Could you show all lines in the entries below that contain the string "green"?

(Photo-based referring expression data)
:::::

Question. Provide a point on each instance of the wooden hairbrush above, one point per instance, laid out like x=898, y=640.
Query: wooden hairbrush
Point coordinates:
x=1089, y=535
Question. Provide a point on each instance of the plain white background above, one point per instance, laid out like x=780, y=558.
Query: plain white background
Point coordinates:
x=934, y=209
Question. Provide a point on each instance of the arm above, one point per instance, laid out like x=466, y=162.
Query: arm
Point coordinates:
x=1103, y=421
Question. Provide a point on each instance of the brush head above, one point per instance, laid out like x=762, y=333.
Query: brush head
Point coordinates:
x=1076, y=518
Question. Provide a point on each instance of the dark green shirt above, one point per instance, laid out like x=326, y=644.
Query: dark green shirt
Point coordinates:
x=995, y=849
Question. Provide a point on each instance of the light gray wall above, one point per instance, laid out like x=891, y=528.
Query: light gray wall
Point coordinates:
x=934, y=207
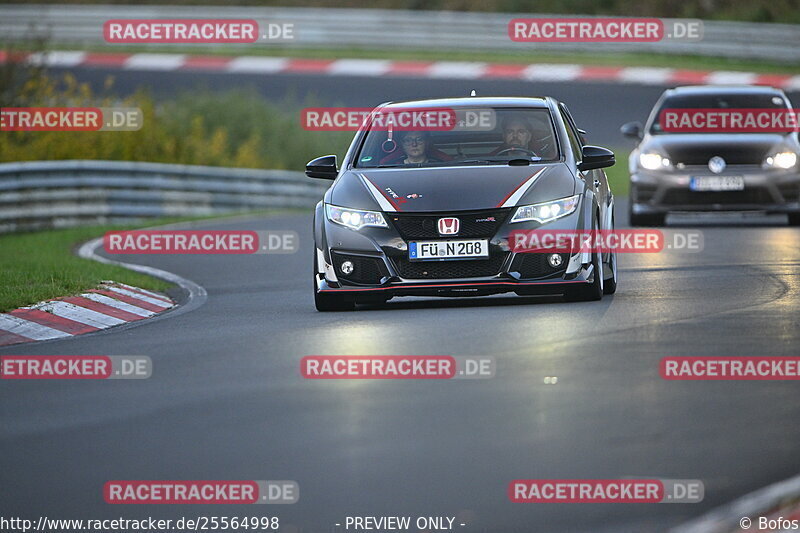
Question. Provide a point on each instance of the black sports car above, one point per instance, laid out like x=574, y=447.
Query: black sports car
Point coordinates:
x=689, y=171
x=429, y=212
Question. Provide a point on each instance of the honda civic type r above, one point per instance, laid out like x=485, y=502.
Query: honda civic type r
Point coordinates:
x=429, y=212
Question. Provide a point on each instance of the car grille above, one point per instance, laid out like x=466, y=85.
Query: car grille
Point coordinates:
x=535, y=265
x=425, y=226
x=790, y=192
x=758, y=195
x=366, y=270
x=462, y=268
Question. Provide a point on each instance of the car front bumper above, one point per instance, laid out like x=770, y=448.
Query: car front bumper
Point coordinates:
x=771, y=191
x=383, y=270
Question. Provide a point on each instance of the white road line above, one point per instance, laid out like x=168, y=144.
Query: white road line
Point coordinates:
x=155, y=61
x=258, y=64
x=79, y=314
x=547, y=72
x=102, y=299
x=359, y=67
x=456, y=69
x=646, y=75
x=57, y=59
x=729, y=77
x=29, y=329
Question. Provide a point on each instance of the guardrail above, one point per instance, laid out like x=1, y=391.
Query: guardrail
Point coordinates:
x=55, y=194
x=382, y=29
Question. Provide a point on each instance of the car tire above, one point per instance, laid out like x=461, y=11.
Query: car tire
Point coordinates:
x=610, y=284
x=332, y=302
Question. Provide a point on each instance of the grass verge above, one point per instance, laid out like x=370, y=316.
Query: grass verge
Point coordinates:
x=42, y=265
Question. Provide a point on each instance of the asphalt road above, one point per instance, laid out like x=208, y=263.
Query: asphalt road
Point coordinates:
x=226, y=400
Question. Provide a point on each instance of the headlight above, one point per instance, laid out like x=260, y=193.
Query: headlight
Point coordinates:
x=653, y=161
x=547, y=211
x=781, y=160
x=355, y=218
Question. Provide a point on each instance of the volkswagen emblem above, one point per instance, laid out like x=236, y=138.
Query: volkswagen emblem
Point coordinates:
x=716, y=164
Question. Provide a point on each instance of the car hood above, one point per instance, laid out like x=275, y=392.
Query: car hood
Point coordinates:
x=452, y=188
x=698, y=148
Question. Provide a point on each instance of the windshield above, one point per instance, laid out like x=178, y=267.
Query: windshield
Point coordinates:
x=479, y=136
x=716, y=101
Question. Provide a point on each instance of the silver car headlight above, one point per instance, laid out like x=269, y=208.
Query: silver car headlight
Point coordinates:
x=547, y=211
x=354, y=218
x=784, y=160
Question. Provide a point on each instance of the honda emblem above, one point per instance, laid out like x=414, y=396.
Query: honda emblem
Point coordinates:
x=448, y=226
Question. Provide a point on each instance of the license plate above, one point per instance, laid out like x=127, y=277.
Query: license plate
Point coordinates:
x=432, y=250
x=717, y=183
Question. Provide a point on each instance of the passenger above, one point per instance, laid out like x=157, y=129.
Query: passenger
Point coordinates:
x=517, y=136
x=415, y=146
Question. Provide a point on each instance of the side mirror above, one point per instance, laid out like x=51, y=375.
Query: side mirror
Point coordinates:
x=323, y=168
x=632, y=130
x=596, y=157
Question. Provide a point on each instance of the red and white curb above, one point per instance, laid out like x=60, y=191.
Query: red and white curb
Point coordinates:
x=536, y=72
x=111, y=304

:::::

> **FINAL ANSWER**
Question. Provide a point on each instance of the dark green shirt above, one point per instance, laid out like x=326, y=644.
Query: dark green shirt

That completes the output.